**EXTRACTED ENTRIES:**
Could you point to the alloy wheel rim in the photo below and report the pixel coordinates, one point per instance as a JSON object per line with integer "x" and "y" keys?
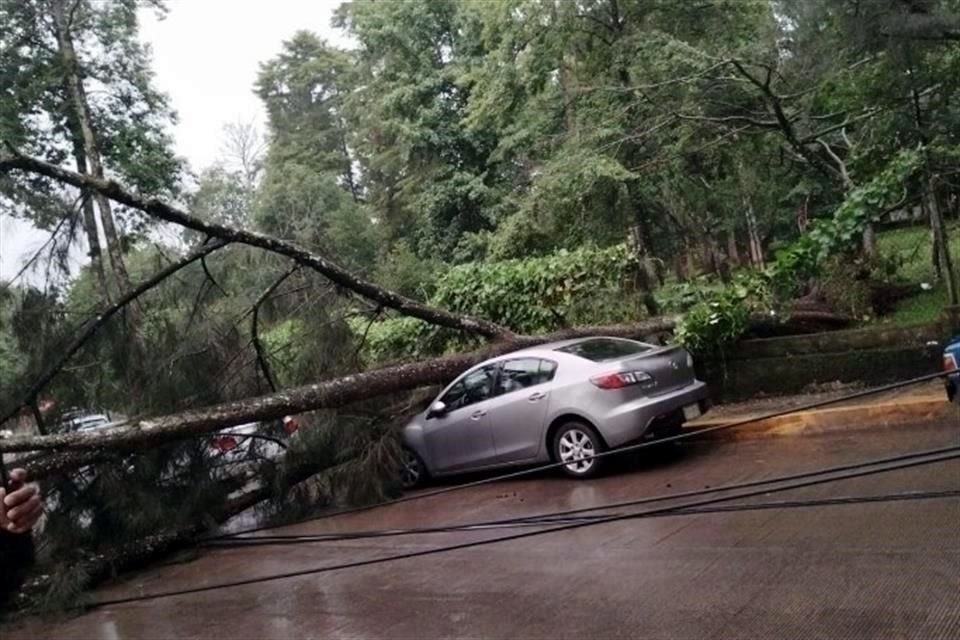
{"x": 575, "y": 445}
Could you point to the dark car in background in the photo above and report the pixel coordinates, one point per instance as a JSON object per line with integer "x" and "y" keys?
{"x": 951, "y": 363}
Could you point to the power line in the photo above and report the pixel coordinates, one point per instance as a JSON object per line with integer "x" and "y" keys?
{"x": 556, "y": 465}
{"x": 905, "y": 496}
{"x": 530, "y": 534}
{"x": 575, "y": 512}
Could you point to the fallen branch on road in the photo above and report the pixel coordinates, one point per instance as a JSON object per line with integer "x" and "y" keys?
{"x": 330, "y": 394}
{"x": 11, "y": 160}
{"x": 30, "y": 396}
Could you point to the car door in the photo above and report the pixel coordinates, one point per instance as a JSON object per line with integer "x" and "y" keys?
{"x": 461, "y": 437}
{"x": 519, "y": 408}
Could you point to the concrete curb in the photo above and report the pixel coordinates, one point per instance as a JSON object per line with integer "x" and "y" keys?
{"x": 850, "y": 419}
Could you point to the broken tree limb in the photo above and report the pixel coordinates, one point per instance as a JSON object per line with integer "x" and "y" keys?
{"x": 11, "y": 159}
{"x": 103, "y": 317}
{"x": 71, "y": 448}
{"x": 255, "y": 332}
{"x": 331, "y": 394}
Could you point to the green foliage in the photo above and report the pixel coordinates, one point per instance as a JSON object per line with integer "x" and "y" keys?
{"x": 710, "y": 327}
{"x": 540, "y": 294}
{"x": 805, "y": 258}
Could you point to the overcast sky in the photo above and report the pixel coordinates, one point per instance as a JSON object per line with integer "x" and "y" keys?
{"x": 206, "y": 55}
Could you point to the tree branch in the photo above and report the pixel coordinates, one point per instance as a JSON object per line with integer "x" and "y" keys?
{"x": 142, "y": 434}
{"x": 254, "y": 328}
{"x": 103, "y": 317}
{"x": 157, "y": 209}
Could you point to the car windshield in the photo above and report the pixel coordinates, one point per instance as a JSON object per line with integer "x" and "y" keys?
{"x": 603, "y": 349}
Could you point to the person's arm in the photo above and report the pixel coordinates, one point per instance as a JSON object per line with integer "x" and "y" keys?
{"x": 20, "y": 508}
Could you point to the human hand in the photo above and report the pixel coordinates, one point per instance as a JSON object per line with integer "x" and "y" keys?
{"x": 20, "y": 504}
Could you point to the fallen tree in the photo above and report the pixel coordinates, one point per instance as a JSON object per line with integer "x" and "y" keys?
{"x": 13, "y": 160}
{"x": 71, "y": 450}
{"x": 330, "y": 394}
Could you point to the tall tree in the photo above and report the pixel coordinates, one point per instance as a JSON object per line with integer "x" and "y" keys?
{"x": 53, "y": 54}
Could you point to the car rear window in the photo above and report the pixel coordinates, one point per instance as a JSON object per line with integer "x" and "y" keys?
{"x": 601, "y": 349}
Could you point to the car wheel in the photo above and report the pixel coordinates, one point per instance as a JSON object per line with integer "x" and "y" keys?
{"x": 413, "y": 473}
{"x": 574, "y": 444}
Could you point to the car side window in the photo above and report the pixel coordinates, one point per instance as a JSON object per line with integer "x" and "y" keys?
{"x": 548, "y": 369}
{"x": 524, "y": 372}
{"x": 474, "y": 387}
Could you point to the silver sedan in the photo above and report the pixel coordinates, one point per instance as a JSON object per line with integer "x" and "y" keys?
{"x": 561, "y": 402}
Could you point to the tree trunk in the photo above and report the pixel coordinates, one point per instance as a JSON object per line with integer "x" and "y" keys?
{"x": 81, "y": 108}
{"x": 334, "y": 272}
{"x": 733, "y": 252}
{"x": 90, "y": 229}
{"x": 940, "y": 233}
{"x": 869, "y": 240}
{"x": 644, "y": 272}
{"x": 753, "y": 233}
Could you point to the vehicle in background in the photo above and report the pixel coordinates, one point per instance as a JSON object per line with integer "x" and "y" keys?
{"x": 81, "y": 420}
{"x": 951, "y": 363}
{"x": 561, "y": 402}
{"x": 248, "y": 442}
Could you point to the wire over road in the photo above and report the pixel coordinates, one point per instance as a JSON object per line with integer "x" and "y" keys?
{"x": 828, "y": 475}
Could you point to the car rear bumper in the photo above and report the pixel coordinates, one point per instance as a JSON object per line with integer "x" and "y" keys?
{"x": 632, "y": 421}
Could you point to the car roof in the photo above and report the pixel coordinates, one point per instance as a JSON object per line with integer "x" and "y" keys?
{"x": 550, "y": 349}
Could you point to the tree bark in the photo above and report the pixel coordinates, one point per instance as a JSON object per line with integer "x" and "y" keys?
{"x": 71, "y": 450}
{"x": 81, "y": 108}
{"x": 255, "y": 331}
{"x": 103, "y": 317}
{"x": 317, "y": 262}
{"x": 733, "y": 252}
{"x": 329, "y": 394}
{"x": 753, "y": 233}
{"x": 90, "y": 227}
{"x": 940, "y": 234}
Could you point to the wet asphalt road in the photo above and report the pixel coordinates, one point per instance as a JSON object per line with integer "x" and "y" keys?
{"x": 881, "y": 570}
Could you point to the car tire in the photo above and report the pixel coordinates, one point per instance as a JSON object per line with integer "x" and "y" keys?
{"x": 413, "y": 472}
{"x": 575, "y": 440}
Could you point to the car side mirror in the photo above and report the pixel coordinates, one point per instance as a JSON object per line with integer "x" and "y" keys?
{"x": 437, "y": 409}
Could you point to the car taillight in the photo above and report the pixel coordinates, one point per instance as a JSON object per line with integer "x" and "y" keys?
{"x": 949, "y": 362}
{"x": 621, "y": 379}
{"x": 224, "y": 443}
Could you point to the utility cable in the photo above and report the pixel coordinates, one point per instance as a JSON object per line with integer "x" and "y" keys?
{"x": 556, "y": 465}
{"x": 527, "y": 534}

**INSTRUCTIONS TO FOLLOW:** Convert every one of the items above into a numbered list, omitting blank lines and leaving the pictures out.

**REPLY TO THE TASK:**
1. Could you point to the alloy wheel rim in the photo below and report the pixel coordinates, one point per instance as a JSON object per line with integer "x" and "y" keys?
2. {"x": 575, "y": 445}
3. Could you point to the dark car in background in the photo above and report the pixel coordinates, one point per instance as a JSON object per line with integer "x" and "y" keys?
4. {"x": 951, "y": 363}
5. Could you point to the power line in the photo above and report the pixel coordinates, one point per instance as a JSON object per line with integer "x" and "y" keys?
6. {"x": 556, "y": 465}
7. {"x": 905, "y": 496}
8. {"x": 530, "y": 534}
9. {"x": 575, "y": 512}
10. Could you point to the fallen branch on road in the photo above and report the pixel coordinates, one point per instance as a JSON object per line with integer "x" and "y" keys?
11. {"x": 330, "y": 394}
12. {"x": 11, "y": 160}
13. {"x": 30, "y": 396}
14. Could you point to the car door in the photo above and report the pixel coordinates, one point per instance as a JSON object per line with integer "x" and "y" keys?
15. {"x": 461, "y": 437}
16. {"x": 519, "y": 408}
17. Could you point to the concrete curb in the photo above and report the pixel coordinates, one point per instance as a JSON object per line with integer "x" and "y" keys?
18. {"x": 850, "y": 419}
19. Could you point to the broken tree limb in the photo above and report the pixel coordinates, one point per instance as a JSON object per line with integer "x" and "y" keys?
20. {"x": 11, "y": 159}
21. {"x": 103, "y": 317}
22. {"x": 71, "y": 448}
23. {"x": 255, "y": 332}
24. {"x": 331, "y": 394}
25. Could you point to the green foliage in the photo above and report the pixel coordinates, one point per instance as a JSON object per line with integer "x" and "y" keys?
26. {"x": 710, "y": 327}
27. {"x": 540, "y": 294}
28. {"x": 805, "y": 258}
29. Could you point to the overcast sky in the photo above and report the pixel coordinates, one point per instance as a JSON object per line with integer "x" and "y" keys?
30. {"x": 206, "y": 55}
31. Could you point to the tree branch in the photo above and report the pixel coordinates, one point per instance as a JSON object per line with integer "x" and "y" keys?
32. {"x": 142, "y": 434}
33. {"x": 254, "y": 328}
34. {"x": 103, "y": 317}
35. {"x": 157, "y": 209}
36. Could you point to the car windshield in the photo above and report the pixel coordinates, one point per instance as a JSON object per line with integer "x" and "y" keys?
37. {"x": 603, "y": 349}
38. Could you point to the person's arm in the photo above and report the pixel coordinates, one point per instance as a JSON object per line with integer "x" and "y" keys?
39. {"x": 20, "y": 508}
40. Could you point to the human hand in the photo above and report the pixel coordinates, one point per instance as a JSON object per line with integer "x" and "y" keys?
41. {"x": 20, "y": 504}
42. Could you point to the fallen tree in the photo above and report the pixel coordinates, one point per instance as a JSON object per line with integer "x" and "y" keys?
43. {"x": 13, "y": 160}
44. {"x": 71, "y": 450}
45. {"x": 330, "y": 394}
46. Could you point to the tall tree in the photo above and report the pixel coordinates, one point per instance as a JSON object per line with integer "x" and "y" keys?
47. {"x": 53, "y": 54}
48. Could you point to the car rear window in the photo above and report the pixel coordinates, one point per instance as a JSON object per line with integer "x" and "y" keys?
49. {"x": 601, "y": 349}
50. Could you point to the car wheel in the photo above and report the pixel coordinates, one point per instance as a JSON object per line with integer "x" and "y" keys?
51. {"x": 413, "y": 473}
52. {"x": 574, "y": 444}
53. Could you point to the car side window in the photo above and report the pixel coordinates, one point per instance as a JSON object per line with integer "x" and "y" keys?
54. {"x": 548, "y": 369}
55. {"x": 524, "y": 372}
56. {"x": 474, "y": 387}
57. Could you point to the silver sedan in the photo above and report the pixel coordinates, one point per instance as a JSON object per line with integer "x" and "y" keys?
58. {"x": 561, "y": 402}
59. Could you point to the tree trunk in the photo above and report the pixel coordinates, one point per instance as a JSON object per line with integer "x" and "y" keys?
60. {"x": 81, "y": 108}
61. {"x": 334, "y": 272}
62. {"x": 733, "y": 252}
63. {"x": 90, "y": 229}
64. {"x": 940, "y": 233}
65. {"x": 869, "y": 240}
66. {"x": 644, "y": 272}
67. {"x": 753, "y": 233}
68. Could you point to the vehicle in background in the photo above and report the pixel coordinates, one point per instance as a JSON object per line with integer "x" and "y" keys?
69. {"x": 81, "y": 420}
70. {"x": 951, "y": 363}
71. {"x": 561, "y": 402}
72. {"x": 248, "y": 442}
73. Could you point to the wire over road in the photo above and report the pixel coordinates, one point per instance as a JSON object per line with integer "x" and "y" keys?
74. {"x": 828, "y": 475}
75. Could you point to the car rear bumper in the photo above and report the pixel coordinates, one point per instance as a JSON object per line with integer "x" and "y" keys?
76. {"x": 632, "y": 421}
77. Could you point to the car roof in the photo above and report the pixel coordinates, one point per instance as a JSON object per line with integer "x" and "y" keys?
78. {"x": 550, "y": 349}
79. Could you point to the tree bark in the photo above and report the pixel coordinates, one point per instance as a JSON object per line with integer "x" and "y" keys?
80. {"x": 71, "y": 450}
81. {"x": 81, "y": 108}
82. {"x": 255, "y": 331}
83. {"x": 103, "y": 317}
84. {"x": 317, "y": 262}
85. {"x": 733, "y": 252}
86. {"x": 329, "y": 394}
87. {"x": 753, "y": 233}
88. {"x": 90, "y": 227}
89. {"x": 940, "y": 234}
90. Could you point to the wet asphalt road in the photo above and report the pixel coordinates, one point per instance as a JSON object per line with integer "x" and "y" keys?
91. {"x": 881, "y": 570}
92. Could you point to the car tire in the photo above and report the pixel coordinates, one point per instance as a JSON object per line with integer "x" and "y" keys?
93. {"x": 413, "y": 472}
94. {"x": 575, "y": 440}
95. Could you point to the car side mirror in the photo above and report the pixel coordinates, one point per instance as a JSON object per line with integer "x" and "y" keys?
96. {"x": 437, "y": 409}
97. Could you point to the car taillight in the photo above and report the pixel coordinates, one point per instance as a JSON object per line with integer "x" and "y" keys?
98. {"x": 949, "y": 362}
99. {"x": 621, "y": 379}
100. {"x": 224, "y": 443}
101. Could you point to the utility cable in the photo above and report the pixel coordinates, one point per instance as a JSON object per line with integer "x" and "y" keys?
102. {"x": 556, "y": 465}
103. {"x": 527, "y": 534}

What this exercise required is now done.